| Task directions |
Write out all the lines again, precisely as they stand, but without the images.

Point annotation records:
· · · · · · ·
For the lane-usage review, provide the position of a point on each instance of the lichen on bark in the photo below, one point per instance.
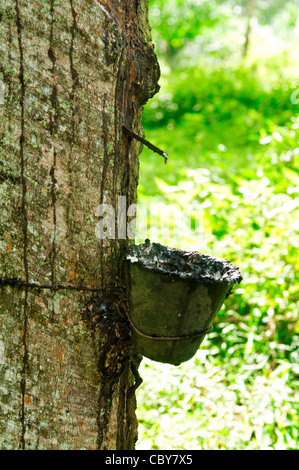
(74, 72)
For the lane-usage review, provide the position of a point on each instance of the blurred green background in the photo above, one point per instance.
(228, 115)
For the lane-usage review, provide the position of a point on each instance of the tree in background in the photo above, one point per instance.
(73, 72)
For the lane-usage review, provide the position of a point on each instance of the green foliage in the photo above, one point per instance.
(232, 134)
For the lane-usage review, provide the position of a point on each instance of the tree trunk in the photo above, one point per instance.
(73, 73)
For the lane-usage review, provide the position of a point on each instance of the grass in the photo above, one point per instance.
(233, 145)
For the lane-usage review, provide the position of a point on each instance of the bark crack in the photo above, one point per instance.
(25, 224)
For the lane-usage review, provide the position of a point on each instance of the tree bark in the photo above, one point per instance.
(74, 73)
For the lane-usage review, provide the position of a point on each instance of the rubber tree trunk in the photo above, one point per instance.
(73, 73)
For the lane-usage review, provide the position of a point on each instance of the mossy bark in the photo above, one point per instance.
(74, 72)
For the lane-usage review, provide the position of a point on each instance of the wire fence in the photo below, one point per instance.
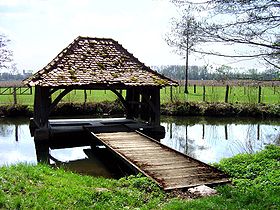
(196, 93)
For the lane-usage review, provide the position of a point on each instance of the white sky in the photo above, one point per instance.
(40, 29)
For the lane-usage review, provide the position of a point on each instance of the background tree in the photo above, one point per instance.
(251, 23)
(6, 55)
(184, 36)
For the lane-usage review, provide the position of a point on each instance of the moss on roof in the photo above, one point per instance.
(101, 61)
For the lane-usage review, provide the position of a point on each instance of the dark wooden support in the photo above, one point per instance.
(42, 103)
(58, 98)
(145, 109)
(133, 103)
(227, 94)
(124, 102)
(155, 106)
(15, 95)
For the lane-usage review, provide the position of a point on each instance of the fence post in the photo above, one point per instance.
(15, 95)
(85, 95)
(171, 94)
(260, 94)
(227, 92)
(204, 92)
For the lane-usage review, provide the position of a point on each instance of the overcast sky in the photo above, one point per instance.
(40, 29)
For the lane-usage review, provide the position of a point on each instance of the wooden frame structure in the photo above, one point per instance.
(94, 64)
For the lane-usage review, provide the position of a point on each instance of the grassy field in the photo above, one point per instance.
(256, 185)
(237, 94)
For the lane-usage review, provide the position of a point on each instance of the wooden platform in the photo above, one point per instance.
(169, 168)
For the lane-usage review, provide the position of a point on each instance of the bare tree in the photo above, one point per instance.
(184, 36)
(6, 55)
(251, 23)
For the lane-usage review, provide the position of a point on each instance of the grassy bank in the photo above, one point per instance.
(220, 109)
(256, 185)
(210, 93)
(172, 109)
· · · · · · ·
| Final answer |
For the lane-usage review, provide the position of a point on each instance of the lichen on bark in the photo below, one point per instance.
(74, 72)
For the lane-usage review, provide the position of a point on each instance of the blurred green background in the photo above, one point per instance.
(228, 115)
For the lane-usage review, provide the position of a point on each instance of the tree in background in the photo above, one point per instance.
(73, 72)
For the lane-usage review, provide the position of a point on each instance of the green foliage in the photo above, one point per instance.
(232, 134)
For the lane-usage review, provide the position of a point on each instance of the tree trunk in the photo above, one point per instance.
(73, 73)
For the lane-usage review, provide the position of a point on each instance of the grass in the photo above, one point per instance.
(233, 145)
For the lane-usage review, provide the position of a point on each instance of the bark crack in the photo above, one point per instance.
(25, 224)
For the lane-usage review, provide the position of a point on each instance of the tree bark in the photo above, one point per instance.
(74, 73)
For the lane-usage review, provide the position of a point on each instance of the rubber tree trunk in the photo above, one point per instance.
(73, 73)
For the lane-usage review, provide the position of a point on each instance of the mossy bark in the photo above, one point per instance.
(74, 72)
For the lane-usage review, provide the position of a point on each instance of the wire fence in the photo below, one point per instance.
(196, 93)
For the lane-usage review, provide the position of a point on each instance of the white sky in the photo above, one point per instance.
(40, 29)
For the lane-usage review, provide the position of a point on each instance of the background tree in the photo above, one point per instance.
(251, 23)
(6, 55)
(184, 36)
For the lane-usage review, provide the position of a point on each instance of the moss on roof in the photo above, one point per instance.
(101, 61)
For the lane-usage review, provide the position of a point on each instance of the dark wooden support in the photo above, one point per instance.
(42, 103)
(58, 98)
(145, 109)
(133, 103)
(227, 94)
(124, 102)
(155, 106)
(15, 95)
For the lane-usage review, provide the position of a point on each instance of the fence post in the photo above, one point per instance.
(15, 95)
(85, 95)
(171, 94)
(260, 94)
(227, 92)
(204, 92)
For the lane-usage review, provide the position of a point on each instance of the overcast sky in the photo above, one point per instance.
(40, 29)
For the lane-usage review, provide the position of a point on each instance of the wooden frame structure in the photo above, one point per instance.
(94, 64)
For the lane-usage review, provide the position of a point on each instance of the grassy field in the photo above, one point per instance.
(256, 185)
(237, 94)
For the lane-usage review, provide the position of a point on each instance of the wooden platform in the photo above, one point per instance.
(169, 168)
For the lane-usage review, provide the position of a point on each instance of the bare tree in the photo above, one point per instance.
(184, 36)
(6, 55)
(251, 23)
For the lane-usage review, provide the position of a point on each instance of the grassy bank in the photo above, one point per instance.
(220, 109)
(256, 185)
(210, 93)
(172, 109)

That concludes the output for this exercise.